Tuesday, November 6, 2012

30 Days of Thanksgiving: Day 6

Today is election day in the United States...... and I am thankful that my faith is not in man, but in Christ alone!  




Do not be anxious about anything, but in everything, by prayer and petition, with thanksgiving, present your requests to God. And the peace of God, which transcends all understanding, will guard your hearts and your minds in Christ Jesus.  
Philippians 4:6-7


No matter the outcome of the 2012 presidential election, the many races across the country and critical initiatives, God is still on His throne!




Monday, November 5, 2012

30 Days of Thanksgiving: Day 5

I am thankful for God's amazing blessings.  


Though I wander, doubt, second-guess and often don't think I'm good enough to receive special blessings, He shows me how much He loves me.  He shows me that He does have a plan for my life and He can do ALL THINGS!

I stand amazed
I stand amazed
This life, Your love, it abounds

I stand amazed
I stand amazed
The beauty.... the sights.... the sounds

I stand amazed
Oh, I stand amazed
Your creation, for us, so profound.

Your creation.... for us.... so profound.  

Thank you, Lord!

Posted on Word from God blog ~ Tuesday, January 24, 2012

Blessings of God ~ click link to visit Word from God site.

(Psa 25:12,13) Who are those who fear the LORD? He will show them the path they should choose. They will live in prosperity and their children will inherit the land. 

Fear of God is the beginning of wisdom. Those who fear God in life will run away from doing evil. They will be blessed with Godly wisdom. He will counsel them, teach them and guide them to choose the right path. Walking in the right path will be pleasing to God.

[Items from a data source]

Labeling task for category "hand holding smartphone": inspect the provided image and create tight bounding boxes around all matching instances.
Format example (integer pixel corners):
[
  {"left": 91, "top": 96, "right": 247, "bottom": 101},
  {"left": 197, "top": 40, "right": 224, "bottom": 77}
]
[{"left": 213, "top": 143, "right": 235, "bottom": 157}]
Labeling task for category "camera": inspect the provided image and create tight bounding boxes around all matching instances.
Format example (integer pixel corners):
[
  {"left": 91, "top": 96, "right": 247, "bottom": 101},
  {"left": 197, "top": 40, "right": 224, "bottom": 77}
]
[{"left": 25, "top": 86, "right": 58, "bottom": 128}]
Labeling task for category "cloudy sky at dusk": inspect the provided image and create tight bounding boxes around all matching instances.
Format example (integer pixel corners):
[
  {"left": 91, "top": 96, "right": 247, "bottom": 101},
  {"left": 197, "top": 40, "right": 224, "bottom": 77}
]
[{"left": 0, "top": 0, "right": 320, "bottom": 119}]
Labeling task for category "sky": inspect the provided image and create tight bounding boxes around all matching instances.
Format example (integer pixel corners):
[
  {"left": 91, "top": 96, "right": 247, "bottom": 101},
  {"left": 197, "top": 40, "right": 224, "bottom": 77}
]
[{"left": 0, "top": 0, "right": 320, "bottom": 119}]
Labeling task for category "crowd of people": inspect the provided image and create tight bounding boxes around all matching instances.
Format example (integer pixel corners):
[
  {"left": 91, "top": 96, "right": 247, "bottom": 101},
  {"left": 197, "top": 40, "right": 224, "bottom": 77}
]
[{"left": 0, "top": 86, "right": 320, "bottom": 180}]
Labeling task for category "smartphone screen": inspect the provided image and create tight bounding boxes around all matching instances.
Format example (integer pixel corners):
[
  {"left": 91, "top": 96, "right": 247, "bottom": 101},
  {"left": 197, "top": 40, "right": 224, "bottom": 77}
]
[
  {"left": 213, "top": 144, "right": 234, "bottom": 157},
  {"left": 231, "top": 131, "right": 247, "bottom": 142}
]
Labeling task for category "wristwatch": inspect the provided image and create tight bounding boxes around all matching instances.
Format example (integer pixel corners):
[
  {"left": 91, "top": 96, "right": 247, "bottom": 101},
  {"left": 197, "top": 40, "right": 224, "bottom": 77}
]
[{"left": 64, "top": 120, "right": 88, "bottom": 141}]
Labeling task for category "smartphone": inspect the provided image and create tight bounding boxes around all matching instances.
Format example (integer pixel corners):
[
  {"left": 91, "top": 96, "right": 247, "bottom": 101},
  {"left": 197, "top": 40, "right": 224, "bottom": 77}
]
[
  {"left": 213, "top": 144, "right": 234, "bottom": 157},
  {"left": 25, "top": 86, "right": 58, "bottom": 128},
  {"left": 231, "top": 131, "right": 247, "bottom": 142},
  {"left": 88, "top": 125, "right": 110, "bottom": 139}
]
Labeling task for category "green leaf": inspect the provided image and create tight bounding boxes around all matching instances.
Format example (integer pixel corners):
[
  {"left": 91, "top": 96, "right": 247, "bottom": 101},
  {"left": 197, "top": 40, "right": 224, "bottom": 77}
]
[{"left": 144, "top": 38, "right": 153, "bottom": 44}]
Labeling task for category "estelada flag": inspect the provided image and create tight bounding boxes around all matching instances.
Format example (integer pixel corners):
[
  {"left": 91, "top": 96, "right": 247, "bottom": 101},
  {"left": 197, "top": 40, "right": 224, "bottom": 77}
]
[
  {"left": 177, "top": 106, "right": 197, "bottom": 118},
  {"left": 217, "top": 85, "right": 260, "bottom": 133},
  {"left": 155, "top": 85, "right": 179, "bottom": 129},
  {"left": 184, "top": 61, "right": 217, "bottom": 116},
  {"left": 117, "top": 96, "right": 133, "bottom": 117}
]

-- BRIEF --
For each numbered statement, say yes or no according to the thanksgiving blog posts above, and quote the words of the blog posts that decide it.
1. The Day 6 entry was written on election day in the United States.
2. Fear of God is called the end of wisdom.
3. The Word from God blog post is dated Tuesday, January 24, 2012.

-- SOLUTION FOR THIS TASK --
1. Yes: "Today is election day in the United States"
2. No: "Fear of God is the beginning of wisdom."
3. Yes: "Posted on Word from God blog ~ Tuesday, January 24, 2012"